### The task:
Transcribe every record verbatim; no pictures.

___

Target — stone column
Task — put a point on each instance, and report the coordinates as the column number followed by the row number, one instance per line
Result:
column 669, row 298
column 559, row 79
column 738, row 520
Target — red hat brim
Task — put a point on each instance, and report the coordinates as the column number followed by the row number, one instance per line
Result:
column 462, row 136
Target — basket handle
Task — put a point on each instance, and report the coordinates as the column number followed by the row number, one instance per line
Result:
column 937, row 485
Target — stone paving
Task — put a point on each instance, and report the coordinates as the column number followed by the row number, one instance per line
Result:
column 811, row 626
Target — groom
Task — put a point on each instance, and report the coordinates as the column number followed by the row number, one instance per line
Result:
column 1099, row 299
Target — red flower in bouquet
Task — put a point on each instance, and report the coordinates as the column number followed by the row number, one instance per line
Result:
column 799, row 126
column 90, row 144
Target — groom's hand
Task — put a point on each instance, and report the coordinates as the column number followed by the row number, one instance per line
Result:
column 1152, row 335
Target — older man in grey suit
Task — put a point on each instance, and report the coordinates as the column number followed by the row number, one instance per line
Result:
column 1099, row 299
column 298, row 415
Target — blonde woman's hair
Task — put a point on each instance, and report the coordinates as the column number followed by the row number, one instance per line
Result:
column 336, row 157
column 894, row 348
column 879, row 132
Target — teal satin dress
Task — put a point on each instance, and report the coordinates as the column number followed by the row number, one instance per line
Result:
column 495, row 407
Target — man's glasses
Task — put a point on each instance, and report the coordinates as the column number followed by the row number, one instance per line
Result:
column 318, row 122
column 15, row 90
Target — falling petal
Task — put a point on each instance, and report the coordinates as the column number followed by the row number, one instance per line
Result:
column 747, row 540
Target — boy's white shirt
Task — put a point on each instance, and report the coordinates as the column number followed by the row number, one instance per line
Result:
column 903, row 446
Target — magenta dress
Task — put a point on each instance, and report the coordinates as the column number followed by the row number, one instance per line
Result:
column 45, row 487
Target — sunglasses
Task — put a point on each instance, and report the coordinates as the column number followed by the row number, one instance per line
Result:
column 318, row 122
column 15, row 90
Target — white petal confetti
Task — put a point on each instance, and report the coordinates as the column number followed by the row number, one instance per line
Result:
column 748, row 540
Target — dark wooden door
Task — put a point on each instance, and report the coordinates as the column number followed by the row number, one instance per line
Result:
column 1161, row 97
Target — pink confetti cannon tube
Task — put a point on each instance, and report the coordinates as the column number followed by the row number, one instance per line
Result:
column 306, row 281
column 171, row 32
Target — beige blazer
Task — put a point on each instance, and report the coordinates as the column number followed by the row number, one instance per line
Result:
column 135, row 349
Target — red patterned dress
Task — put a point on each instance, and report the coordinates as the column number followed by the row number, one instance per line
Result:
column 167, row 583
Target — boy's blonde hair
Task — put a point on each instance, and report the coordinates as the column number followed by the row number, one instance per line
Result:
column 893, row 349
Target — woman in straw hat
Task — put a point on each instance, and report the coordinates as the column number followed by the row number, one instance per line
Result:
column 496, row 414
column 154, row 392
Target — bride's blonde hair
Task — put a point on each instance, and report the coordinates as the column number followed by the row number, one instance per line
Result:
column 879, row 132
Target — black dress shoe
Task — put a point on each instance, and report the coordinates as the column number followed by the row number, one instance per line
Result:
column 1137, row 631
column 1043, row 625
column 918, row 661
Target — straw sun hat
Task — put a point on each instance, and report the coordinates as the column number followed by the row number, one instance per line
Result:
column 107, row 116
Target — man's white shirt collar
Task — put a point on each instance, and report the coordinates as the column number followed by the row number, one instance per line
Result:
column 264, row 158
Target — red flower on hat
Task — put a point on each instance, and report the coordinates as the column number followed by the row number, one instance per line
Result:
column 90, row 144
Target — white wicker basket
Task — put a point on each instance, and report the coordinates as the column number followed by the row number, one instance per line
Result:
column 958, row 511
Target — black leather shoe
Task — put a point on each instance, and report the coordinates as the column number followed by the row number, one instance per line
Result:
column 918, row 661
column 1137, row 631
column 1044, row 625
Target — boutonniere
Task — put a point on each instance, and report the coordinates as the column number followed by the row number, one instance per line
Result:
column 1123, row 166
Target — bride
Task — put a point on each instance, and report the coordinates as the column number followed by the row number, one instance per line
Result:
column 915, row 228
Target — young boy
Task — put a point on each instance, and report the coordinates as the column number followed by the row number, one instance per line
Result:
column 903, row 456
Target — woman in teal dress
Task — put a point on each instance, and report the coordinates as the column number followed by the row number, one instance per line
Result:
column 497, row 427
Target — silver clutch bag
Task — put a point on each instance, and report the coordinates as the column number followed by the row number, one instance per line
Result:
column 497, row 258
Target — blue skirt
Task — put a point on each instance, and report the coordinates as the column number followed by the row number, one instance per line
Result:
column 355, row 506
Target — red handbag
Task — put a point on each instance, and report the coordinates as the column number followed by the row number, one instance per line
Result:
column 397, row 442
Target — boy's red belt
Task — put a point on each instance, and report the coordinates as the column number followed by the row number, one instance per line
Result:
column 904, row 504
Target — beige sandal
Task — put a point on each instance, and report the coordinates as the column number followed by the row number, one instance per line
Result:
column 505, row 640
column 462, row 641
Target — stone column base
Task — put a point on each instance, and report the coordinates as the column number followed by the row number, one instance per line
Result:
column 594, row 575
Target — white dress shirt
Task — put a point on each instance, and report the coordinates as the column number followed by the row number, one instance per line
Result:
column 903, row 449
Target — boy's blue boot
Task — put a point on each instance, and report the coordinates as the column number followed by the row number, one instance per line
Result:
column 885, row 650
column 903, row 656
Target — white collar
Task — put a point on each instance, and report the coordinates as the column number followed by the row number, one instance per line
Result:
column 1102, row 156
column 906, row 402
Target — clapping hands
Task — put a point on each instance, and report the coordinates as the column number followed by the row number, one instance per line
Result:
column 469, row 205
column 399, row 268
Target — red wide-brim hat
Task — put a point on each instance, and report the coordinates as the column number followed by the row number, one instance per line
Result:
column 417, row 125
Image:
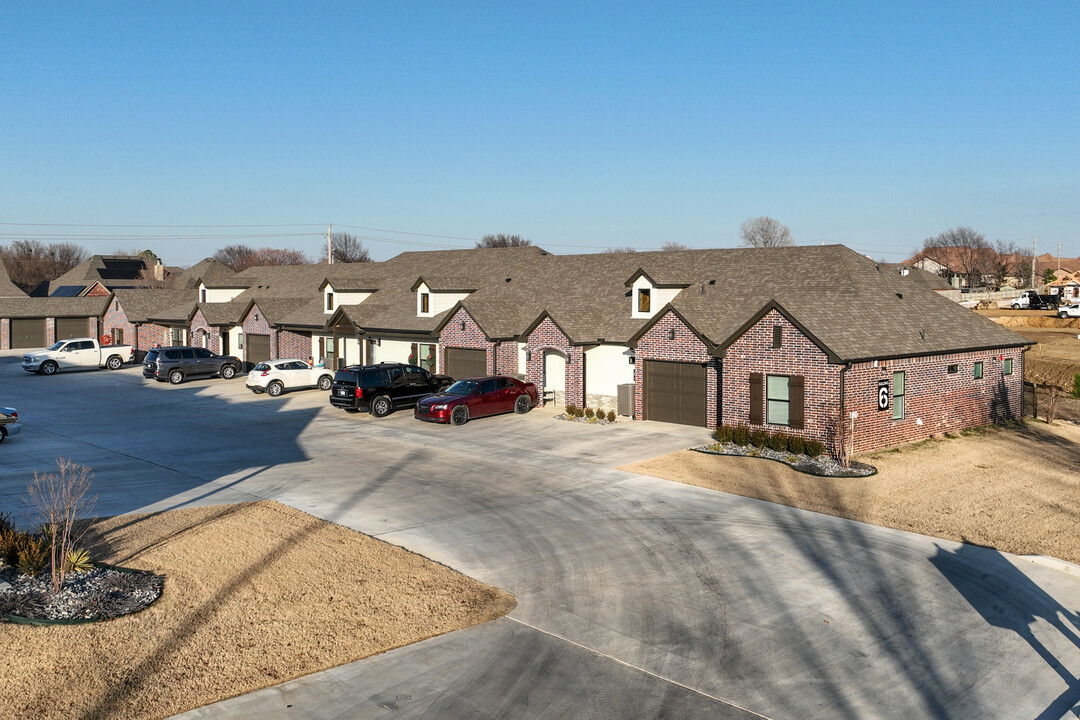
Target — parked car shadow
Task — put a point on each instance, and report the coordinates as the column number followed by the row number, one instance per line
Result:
column 987, row 581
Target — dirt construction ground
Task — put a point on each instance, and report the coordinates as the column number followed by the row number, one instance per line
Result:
column 255, row 594
column 1016, row 489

___

### Output of the task:
Target — stone column
Task — put a point on each instance, and report the coordinates as the column number followed by the row number, one instance per line
Result:
column 669, row 298
column 559, row 79
column 738, row 520
Target — red hat brim
Task — put a point on each instance, and report the coordinates as the column number followed by the row number, one instance per line
Result:
column 462, row 136
Target — basket handle
Task — put a point on each instance, and report the coordinates as the column number followed by the row number, one instance per line
Result:
column 937, row 485
Target — stone paving
Task — put a point on each instance, and report the coordinates as the column number followed by the row number, one instance per line
Result:
column 811, row 626
Target — groom
Task — put a point on each instance, and report the coordinates as the column number followed by the row number, one instance per line
Result:
column 1099, row 299
Target — red flower in bouquet
Task — put a point on each instance, and report the coordinates as the column number followed by the row number, one instance per line
Result:
column 799, row 126
column 90, row 144
Target — groom's hand
Task — put a point on each instance, and report the coordinates as the column number followed by the row number, one instance per line
Result:
column 1152, row 335
Target — older man in grey suit
Task — put a point on each instance, and report the coordinates as the column number followed by the row number, one instance per line
Result:
column 1099, row 299
column 298, row 415
Target — blonde woman's hair
Task — put a point on each instance, and report the coordinates as the column number followed by the row number, one instance per line
Result:
column 336, row 157
column 894, row 348
column 879, row 132
Target — teal satin dress
Task — put a point on each instance, and report the coordinates as the column number followed by the row number, one instance per line
Result:
column 495, row 407
Target — man's glasses
Task — put a point on each instance, and report the coordinates as the column number followed by the row number, one instance per line
Result:
column 318, row 122
column 15, row 90
Target — falling petal
Task — put a point on each instance, and report the coordinates as the column number followed by the row number, one instance per line
Result:
column 747, row 540
Target — boy's white shirt
Task — put a point on each instance, and report the coordinates as the column number followed by the row number, one instance per line
Result:
column 903, row 446
Target — magenta dress
Task — put a point on each instance, and report the coordinates as the column number followed by the row number, one instance per line
Result:
column 45, row 487
Target — sunglasses
Task — put a point on each instance, and report the coordinates as the column number followed by the row number, one instance per line
Result:
column 318, row 122
column 15, row 90
Target — white petal confetti
Task — put a point on each instance, and report the coordinates as the column number followed by the row number, one instance per line
Result:
column 748, row 540
Target — dark wooden door
Task — put a point on each instance, and report the coordinates as the column number followed by the row number, one instance per line
Result:
column 1161, row 97
Target — pink confetti cannon tube
Task — put a point on each instance, and report the coordinates as the column number followed by the row number, one instance per line
Result:
column 306, row 281
column 171, row 32
Target — beige blazer
Task — put a point on each instance, and report the coordinates as the column number followed by the row number, one instance per line
Result:
column 135, row 349
Target — red patterned dress
Task — put a point on each instance, and report the coordinates as the column number followed by the row number, one instance per line
Result:
column 167, row 583
Target — boy's blonde hair
Task — put a point on each instance, and report the coordinates as the column number followed by the row number, one instance per line
Result:
column 893, row 349
Target — woman in straw hat
Task — put a point on each instance, and report the coordinates as the column number followed by the row number, one instance per line
Result:
column 496, row 414
column 154, row 392
Target — bride's blonde hair
Task — put a point on each instance, and report the coordinates as the column number followed by the row number, one instance per line
Result:
column 879, row 132
Target — black dress shoe
Task — put a point on each instance, and report the coordinates as the column number followed by the row number, one instance per line
Result:
column 1137, row 631
column 1043, row 625
column 918, row 661
Target — straw sun hat
Task — put a point on each instance, and report the coordinates as the column number followed by the row number, one instance per line
Result:
column 107, row 116
Target — man's white shirt collar
Task — put a point on each instance, and report the coordinates as the column number followed by the row number, one instance per line
Result:
column 264, row 158
Target — red flower on hat
Task — put a point on each instance, and report the coordinates as the column number followed by the row number, one instance per line
Result:
column 90, row 144
Target — white wicker basket
Task — put a point on each instance, and report the coordinates as the column number followed by the row number, one instance per line
Result:
column 958, row 511
Target — black leather shoe
Task — put a point on each instance, and report the coordinates as the column number followed by the row number, one instance per line
Result:
column 918, row 661
column 1137, row 631
column 1044, row 625
Target — boutonniere
Task — put a point on each instance, and report the coordinates as the column number followed by the row number, one instance per line
Result:
column 1123, row 166
Target — bride
Task — put a point on each instance, and report the coordinates as the column number followed by the row number, one instance per line
Result:
column 915, row 228
Target — young boy
Task — put a point on each instance, and report the coordinates as the column number followed by the row number, one instance per line
Result:
column 903, row 456
Target — woman in teal dress
Task — put a point on each instance, and report the coordinates as the column number followed by the row number, one instance per line
Result:
column 497, row 427
Target — silver clutch bag
Task — put a point on each instance, and report the coordinates as the column number followed by the row number, one instance per line
Result:
column 497, row 258
Target — blue skirt
Task — put a point on each instance, and report the coordinates as the column number followed by the row number, one instance per line
Result:
column 355, row 506
Target — red handbag
Task — put a point on each instance, and report the coordinates as the column number followed by the row number, one instance per line
Result:
column 397, row 442
Target — boy's red belt
Task — put a point on each instance, and report the coordinates as the column number followed by the row number, one instance per line
Result:
column 904, row 504
Target — beige sandal
Task — put a point on each instance, and report the coordinates as the column number followed by the row number, one instance per line
Result:
column 505, row 640
column 462, row 641
Target — stone column base
Task — put a point on each instance, and report the coordinates as the column number followed by the row number, one instance per line
Result:
column 594, row 575
Target — white dress shirt
Task — put a point on each instance, and report the coordinates as the column number followed by the row number, one instance per line
Result:
column 903, row 449
Target — boy's blue boot
Task — put a point on each instance, and report the coordinates as the column number followed by the row number, one instance per line
Result:
column 885, row 650
column 903, row 656
Target — white collar
Task — put a point on each instance, and report the coordinates as the column number followed by the row number, one instance per line
Result:
column 1102, row 156
column 906, row 402
Target — clapping hands
Task — put a point on each instance, and report the coordinates as the column number followed by the row number, one instance per line
Result:
column 469, row 205
column 399, row 268
Target — red wide-brim hat
Task — put a point on each instance, and report the coordinates as the column number followed by the row number, one instance per line
Result:
column 417, row 125
Image:
Target — parked car shadow
Task — put a point on each instance, and report the coordinates as the column number followed by the row number, one instance per line
Result:
column 987, row 581
Target — dirt construction ground
Task — put a point on each instance, and report the coordinates as the column number followed by the row number, one instance per line
Result:
column 255, row 594
column 1016, row 489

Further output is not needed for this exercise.